**** Excerpt provided ****
The family of a 10-year-old Libertyville boy who was killed in a 2012 boating wreck on Petite Lake is suing the Fox Waterway Agency, citing that it failed to establish rules and regulations for safe boating.
Tony Borcia was killed July 28, 2012, after he fell out of an inflatable tube and was struck by another boater. The boater, David Hatyina, pleaded guilty to having cocaine in his system at the time of the incident and was sentenced to 10 years in prison. The Borcia family filed a wrongful death lawsuit in December against Hatyina and Renee Melbourn, who was a passenger in the boat.
The Borcia family has filed an amended wrongful death lawsuit to include the Fox Waterway Agency, as well as Spring Lake Marina, which directed Tony’s father, Jim Borcia, to Petite Lake.
The lawsuit is seeking more than $250,000 in damages.
“We’re not just seeking money,” said Margaret Borcia, Tony’s mother. “One of the ways you bring about change is to make someone pay money for something they did.”
Margaret Borcia said the lake should have had daytime speed limits, and the lake should have had more signs informing boaters that it is unsafe to use an inflatable tube.
“People always say we shouldn’t have been tubing there in the first place,” she said. “There’s no way my husband should’ve known that. He’s never been there before.”
The family is suing Spring Lake Marina for $50,000 for not detailing the dangers of tubing on Petite Lake. Since 2009, Petite Lake has been the site of more than 20 percent of the boating accidents and injuries on the entire Chain O’ Lakes system, according to the lawsuit.
Along with seeking $50,000 from both Hatyina and Melbourn, the family is seeking $50,000 from the Fox Waterway Agency for each family member present on the boat.
Wayne Blake, chairman of the Fox Waterway, said he feels sorry for the family of Tony Borcia but believes the waterway should not be held responsible for the 10-year-old’s death.
“It’s unfortunate; I really feel bad for the Borcia family,” Blake said. “But I think most of these suits here are based on emotion and not reality.”
****
▸ **Directions**: Continue the news article about the Borcia family's wrongful death lawsuit from its last sentence.
**** Supplied data ****
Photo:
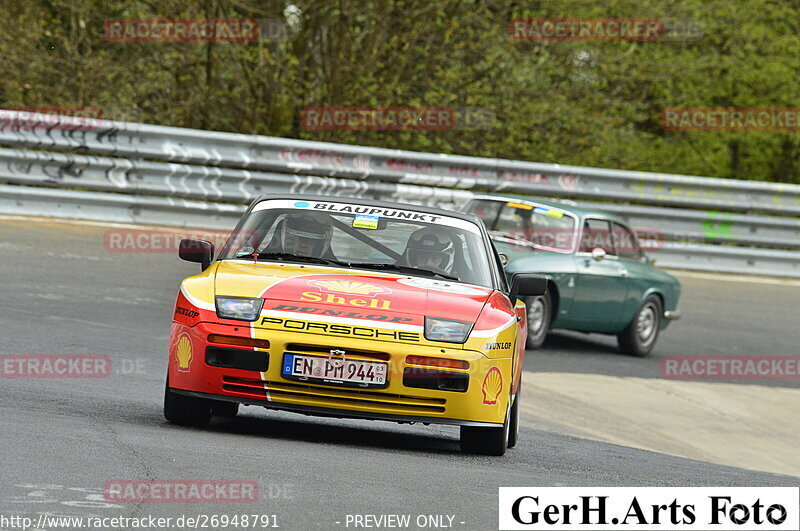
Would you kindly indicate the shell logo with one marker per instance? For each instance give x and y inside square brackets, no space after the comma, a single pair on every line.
[183,353]
[350,287]
[492,385]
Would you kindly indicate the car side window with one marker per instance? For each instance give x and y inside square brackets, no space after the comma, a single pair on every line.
[626,243]
[597,233]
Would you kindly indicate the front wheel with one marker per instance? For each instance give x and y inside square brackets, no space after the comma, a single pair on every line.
[186,410]
[640,336]
[539,315]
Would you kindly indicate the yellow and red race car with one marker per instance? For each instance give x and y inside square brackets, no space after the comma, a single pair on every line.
[352,308]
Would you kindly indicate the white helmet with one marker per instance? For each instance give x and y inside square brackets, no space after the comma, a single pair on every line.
[430,248]
[308,230]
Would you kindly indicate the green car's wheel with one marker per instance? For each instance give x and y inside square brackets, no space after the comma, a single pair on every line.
[539,315]
[513,429]
[486,441]
[640,336]
[186,410]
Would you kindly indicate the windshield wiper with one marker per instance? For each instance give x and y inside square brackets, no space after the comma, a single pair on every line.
[513,239]
[301,258]
[408,270]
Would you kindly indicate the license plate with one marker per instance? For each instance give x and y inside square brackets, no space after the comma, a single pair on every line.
[353,373]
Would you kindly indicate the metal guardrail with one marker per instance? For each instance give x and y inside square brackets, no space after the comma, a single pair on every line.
[166,175]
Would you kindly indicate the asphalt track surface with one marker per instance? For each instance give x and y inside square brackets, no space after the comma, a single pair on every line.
[63,439]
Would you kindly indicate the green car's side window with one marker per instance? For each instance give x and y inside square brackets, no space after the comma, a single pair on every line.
[597,233]
[626,243]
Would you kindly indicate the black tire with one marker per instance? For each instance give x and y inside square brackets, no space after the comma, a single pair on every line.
[640,336]
[539,314]
[513,428]
[225,409]
[485,441]
[186,410]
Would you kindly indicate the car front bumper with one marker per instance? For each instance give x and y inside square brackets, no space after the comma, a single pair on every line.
[481,402]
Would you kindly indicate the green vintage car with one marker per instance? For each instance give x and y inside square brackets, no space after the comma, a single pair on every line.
[600,280]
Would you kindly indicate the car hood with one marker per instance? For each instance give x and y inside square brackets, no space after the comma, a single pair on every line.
[324,291]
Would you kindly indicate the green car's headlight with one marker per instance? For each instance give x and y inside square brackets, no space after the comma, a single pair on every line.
[447,330]
[239,308]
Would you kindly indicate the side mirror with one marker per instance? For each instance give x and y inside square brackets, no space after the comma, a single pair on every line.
[528,285]
[200,251]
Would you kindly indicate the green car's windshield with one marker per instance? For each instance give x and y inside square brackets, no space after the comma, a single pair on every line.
[527,226]
[363,236]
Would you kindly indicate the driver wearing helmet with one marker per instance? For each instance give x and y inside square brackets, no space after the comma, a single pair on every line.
[306,235]
[430,248]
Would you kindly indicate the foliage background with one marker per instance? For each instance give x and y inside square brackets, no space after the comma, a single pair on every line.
[583,103]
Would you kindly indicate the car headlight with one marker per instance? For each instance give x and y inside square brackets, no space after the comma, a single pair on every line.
[239,308]
[447,330]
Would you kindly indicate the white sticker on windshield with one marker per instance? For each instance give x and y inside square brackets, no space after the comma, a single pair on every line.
[364,221]
[441,285]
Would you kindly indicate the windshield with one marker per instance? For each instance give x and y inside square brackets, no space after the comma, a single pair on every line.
[527,226]
[363,236]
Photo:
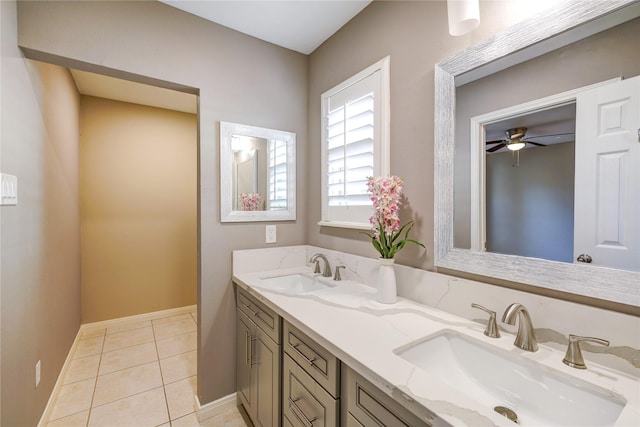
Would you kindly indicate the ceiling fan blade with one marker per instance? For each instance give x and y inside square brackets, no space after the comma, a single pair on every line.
[535,143]
[496,148]
[547,136]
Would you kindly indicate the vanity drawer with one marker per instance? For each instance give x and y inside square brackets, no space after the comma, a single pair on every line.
[263,316]
[304,402]
[313,358]
[369,406]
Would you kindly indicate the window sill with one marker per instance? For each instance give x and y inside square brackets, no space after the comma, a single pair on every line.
[345,224]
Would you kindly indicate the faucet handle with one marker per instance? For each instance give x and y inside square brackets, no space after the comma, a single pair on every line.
[491,330]
[573,357]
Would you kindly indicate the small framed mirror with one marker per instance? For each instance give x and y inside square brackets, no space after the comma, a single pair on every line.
[257,174]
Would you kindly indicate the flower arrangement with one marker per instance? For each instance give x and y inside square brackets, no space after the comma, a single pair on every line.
[250,201]
[385,221]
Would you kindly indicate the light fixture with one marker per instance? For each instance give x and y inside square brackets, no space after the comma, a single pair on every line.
[515,139]
[464,16]
[515,145]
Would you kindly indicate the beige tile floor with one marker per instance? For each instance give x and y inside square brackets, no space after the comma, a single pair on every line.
[136,374]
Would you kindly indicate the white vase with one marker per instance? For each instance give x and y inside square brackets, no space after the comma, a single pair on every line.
[387,291]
****
▸ **Result of this task**:
Blake said the waterway is not a policing body, and it is not responsible for enforcing boating rules on the lake. He said the Lake County sheriff, the McHenry County sheriff and the Illinois Department of Conservation were all present on the day Tony Borcia was killed, and any enforcement of rules by the waterway agency would not have saved his life.
“I don’t care how many rules or laws you make. Something that’s an accident like that can’t be avoided,” he said.
The Borcia family disagrees and hopes the court will find that the waterway agency should establish daytime boating speed limits, restrict the size of boats allowed on the waterway and establish areas where people can safely tube.
“We’ll fight it like anybody would fight any kind of a lawsuit,” Blake said. “We’ll see what the court says. We’ll abide whatever we’re told to do.”
Margaret Borcia said she and her family have substantial medical bills and have been in and out of the hospital for psychiatric care as a result of last year’s tragedy. But the hardest part, she said, regardless of the court outcome, is the constant reminder of the loss of her son.
“It’s been extremely hard,” she said. “Especially having my children seeing it. They’re struggling in school. They’re having flashbacks. ... It’s been a horrific thing.”